*** DOCUMENT PASSAGE ***

Wednesday, April 17, 2013

Thatcher memorials pour in

The BBC under the headline Margaret Thatcher funeral attended by 'Essex Man' (which sounds like an Onion headline, or a perambulatory Neanderthal skull) paying his respects to Baroness Milk Snatcher:

But it was the speech Lady Thatcher delivered the day after the bomb that he remembers most vividly.
"The speech was magnificent. There was an explosion of support for her," he said.

Yes, but a little earlier there had been an explosion of non-support for her, right? That's what a bomb is.

Monday, April 08, 2013

Man finds his "dog" is actually a weasel shock

A bit of deja vu this morning when just about everywhere exploded with the news that in Argentina's Buenos Aires, ferrets on steroids are sold in the market as toy poodles.

As a long-term reader of alt.folklore.urban and the Jan Harold Brunvand books, I knew this was a variant of one of the oldest urban legends of all - in fact, it's "The Mexican Pet", the title of Brunvand's 1986 book. He collected a similar story "in the wild" in 1983. Snopes has the details from the book and more:

  [Brunvand, 1986]
A woman from La Mesa, California, went to Tijuana, Mexico, to do some shopping. As any visitor to this border town knows, the streets near the shopping areas are populated with stray dogs. The woman took pity on one little stray and offered it a few bites of her lunch, after which it followed her around for the rest of the afternoon.

When it came time to return home, the woman had become so attached to her little friend that she couldn't bear to leave him behind. Knowing that it was illegal to bring a dog across the international border, she hid him among some packages on the seat of her car and managed to pass through the border checkpoint without incident. After arriving home, she gave the dog a bath, brushed his fur, then retired for the night with her newfound pet curled up at the foot of her bed.

When she awoke the next morning, the woman noticed that there was an oozing mucus around the dog's eyes and a slight foaming at the mouth. Afraid that the dog might be sick, she rushed him to a nearby veterinarian and returned home to await word on her pet's condition.

The call soon came. "I have just one question," said the vet. "Where did you get this dog?"

***

- _DESCRIPTION OF THE TASK_:
Rewrite the urban legends post from "A bit of deja" up to and including "of the afternoon.", putting "weasels" in place of "ferrets".

*** EXERCISE DATA ***

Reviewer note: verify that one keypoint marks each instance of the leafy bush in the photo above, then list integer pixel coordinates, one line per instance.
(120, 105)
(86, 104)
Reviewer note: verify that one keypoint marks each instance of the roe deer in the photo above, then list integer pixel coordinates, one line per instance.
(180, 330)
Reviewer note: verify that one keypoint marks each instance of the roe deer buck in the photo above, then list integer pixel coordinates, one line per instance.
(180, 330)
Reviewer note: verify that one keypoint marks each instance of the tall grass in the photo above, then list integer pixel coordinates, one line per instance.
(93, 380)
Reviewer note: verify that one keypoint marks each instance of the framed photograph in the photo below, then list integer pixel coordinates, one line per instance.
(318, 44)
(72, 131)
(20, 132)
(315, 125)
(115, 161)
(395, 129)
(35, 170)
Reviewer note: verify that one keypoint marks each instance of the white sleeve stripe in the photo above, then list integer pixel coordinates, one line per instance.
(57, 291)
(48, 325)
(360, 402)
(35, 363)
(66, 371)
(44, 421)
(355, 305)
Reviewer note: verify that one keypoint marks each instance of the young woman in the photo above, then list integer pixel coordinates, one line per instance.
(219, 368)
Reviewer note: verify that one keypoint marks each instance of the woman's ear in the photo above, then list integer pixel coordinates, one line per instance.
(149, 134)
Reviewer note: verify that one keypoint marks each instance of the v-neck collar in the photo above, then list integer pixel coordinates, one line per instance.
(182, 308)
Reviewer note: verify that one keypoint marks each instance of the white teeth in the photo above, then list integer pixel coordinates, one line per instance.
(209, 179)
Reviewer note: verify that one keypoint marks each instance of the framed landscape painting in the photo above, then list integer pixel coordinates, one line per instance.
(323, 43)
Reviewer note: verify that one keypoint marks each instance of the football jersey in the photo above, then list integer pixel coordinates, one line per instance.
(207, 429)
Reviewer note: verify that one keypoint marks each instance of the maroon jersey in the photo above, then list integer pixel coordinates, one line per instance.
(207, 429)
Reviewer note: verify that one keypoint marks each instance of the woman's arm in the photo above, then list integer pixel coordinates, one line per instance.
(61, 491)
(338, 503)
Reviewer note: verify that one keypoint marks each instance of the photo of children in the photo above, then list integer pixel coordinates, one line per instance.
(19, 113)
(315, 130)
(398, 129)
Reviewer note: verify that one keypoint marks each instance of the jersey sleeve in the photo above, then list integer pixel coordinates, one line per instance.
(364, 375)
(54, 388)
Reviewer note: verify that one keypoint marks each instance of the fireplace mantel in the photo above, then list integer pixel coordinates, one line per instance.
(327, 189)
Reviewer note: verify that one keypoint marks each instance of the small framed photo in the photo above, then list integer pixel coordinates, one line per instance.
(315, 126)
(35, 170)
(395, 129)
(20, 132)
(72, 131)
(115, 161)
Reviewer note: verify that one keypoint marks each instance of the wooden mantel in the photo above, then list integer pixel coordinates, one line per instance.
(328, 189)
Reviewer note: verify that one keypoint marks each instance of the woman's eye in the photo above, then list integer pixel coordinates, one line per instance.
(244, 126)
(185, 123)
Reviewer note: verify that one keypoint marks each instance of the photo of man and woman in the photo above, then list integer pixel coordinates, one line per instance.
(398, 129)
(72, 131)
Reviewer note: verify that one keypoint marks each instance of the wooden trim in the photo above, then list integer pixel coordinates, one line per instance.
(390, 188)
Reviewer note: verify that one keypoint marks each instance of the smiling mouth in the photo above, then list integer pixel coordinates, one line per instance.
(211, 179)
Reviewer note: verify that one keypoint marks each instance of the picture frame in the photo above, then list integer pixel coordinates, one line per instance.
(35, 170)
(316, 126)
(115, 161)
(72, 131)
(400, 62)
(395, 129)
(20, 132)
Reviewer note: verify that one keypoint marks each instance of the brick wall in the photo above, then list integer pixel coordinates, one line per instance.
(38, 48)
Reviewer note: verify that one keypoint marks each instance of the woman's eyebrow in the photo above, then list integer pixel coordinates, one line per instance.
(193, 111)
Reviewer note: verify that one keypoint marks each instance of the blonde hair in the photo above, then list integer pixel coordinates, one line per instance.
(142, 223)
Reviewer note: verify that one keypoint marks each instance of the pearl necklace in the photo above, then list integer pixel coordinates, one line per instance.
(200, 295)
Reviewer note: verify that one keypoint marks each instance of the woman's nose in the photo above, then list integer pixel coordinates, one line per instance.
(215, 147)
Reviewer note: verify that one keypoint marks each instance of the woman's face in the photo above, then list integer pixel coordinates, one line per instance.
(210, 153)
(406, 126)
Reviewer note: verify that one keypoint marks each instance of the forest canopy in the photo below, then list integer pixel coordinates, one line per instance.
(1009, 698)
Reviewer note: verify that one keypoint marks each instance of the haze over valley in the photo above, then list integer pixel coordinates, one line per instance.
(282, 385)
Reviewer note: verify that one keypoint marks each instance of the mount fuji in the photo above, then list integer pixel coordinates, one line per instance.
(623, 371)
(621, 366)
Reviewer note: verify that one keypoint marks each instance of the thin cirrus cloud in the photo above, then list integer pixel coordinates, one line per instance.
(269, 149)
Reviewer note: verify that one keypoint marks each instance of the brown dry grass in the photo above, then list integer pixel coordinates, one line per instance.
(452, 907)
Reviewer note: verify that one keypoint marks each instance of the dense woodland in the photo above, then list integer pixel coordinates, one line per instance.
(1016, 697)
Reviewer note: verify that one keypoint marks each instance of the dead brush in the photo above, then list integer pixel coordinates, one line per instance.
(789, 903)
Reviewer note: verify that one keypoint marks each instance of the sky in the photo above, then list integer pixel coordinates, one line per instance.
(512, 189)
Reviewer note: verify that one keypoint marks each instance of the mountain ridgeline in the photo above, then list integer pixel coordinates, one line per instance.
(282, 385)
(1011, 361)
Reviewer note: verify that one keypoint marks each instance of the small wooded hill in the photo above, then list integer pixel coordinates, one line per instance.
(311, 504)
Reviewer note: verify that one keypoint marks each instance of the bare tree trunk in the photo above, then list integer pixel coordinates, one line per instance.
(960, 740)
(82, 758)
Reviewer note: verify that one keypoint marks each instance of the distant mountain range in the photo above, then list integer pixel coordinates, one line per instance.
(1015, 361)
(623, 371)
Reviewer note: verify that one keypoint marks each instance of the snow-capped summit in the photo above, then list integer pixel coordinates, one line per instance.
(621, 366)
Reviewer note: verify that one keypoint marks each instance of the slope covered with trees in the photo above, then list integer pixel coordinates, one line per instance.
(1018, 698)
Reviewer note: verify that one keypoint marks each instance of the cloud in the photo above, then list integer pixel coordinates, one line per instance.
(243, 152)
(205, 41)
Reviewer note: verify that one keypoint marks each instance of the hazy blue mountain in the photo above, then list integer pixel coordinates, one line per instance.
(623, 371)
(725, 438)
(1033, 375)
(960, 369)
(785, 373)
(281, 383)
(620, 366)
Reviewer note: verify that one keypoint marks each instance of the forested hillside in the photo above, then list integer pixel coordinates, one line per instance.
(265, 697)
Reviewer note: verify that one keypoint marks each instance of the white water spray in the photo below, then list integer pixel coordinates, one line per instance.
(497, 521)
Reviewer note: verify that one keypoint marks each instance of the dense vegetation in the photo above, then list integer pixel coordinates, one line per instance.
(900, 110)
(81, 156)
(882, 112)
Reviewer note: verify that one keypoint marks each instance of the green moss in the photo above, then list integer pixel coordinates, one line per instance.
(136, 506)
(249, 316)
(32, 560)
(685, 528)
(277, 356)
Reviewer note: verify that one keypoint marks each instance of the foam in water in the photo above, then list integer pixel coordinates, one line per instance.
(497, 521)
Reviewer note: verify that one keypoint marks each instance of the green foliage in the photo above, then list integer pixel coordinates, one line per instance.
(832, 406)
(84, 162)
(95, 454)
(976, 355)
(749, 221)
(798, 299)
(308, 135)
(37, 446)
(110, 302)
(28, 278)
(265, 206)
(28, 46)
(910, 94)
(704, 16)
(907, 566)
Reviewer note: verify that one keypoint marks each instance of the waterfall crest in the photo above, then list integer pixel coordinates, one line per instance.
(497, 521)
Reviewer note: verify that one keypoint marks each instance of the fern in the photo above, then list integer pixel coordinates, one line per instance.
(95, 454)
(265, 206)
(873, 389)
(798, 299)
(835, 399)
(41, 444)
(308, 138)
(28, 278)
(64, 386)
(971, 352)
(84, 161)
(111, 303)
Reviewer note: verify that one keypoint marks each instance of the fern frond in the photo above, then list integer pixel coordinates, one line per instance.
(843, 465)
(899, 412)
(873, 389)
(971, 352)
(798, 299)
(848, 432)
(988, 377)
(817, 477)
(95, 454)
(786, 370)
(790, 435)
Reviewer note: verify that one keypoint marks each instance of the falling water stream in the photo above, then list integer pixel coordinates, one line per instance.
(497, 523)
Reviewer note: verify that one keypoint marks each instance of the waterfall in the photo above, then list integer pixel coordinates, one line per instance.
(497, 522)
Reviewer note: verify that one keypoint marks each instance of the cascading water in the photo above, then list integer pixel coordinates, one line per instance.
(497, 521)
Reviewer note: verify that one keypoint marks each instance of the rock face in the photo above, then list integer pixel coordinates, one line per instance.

***

- _ANSWER FOR THIS EXERCISE_:
A bit of deja vu this morning when just about everywhere exploded with the news that in Argentina's Buenos Aires, weasels on steroids are sold in the market as toy poodles.

As a long-term reader of alt.folklore.urban and the Jan Harold Brunvand books, I knew this was a variant of one of the oldest urban legends of all - in fact, it's "The Mexican Pet", the title of Brunvand's 1986 book. He collected a similar story "in the wild" in 1983. Snopes has the details from the book and more:

  [Brunvand, 1986]
A woman from La Mesa, California, went to Tijuana, Mexico, to do some shopping. As any visitor to this border town knows, the streets near the shopping areas are populated with stray dogs. The woman took pity on one little stray and offered it a few bites of her lunch, after which it followed her around for the rest of the afternoon.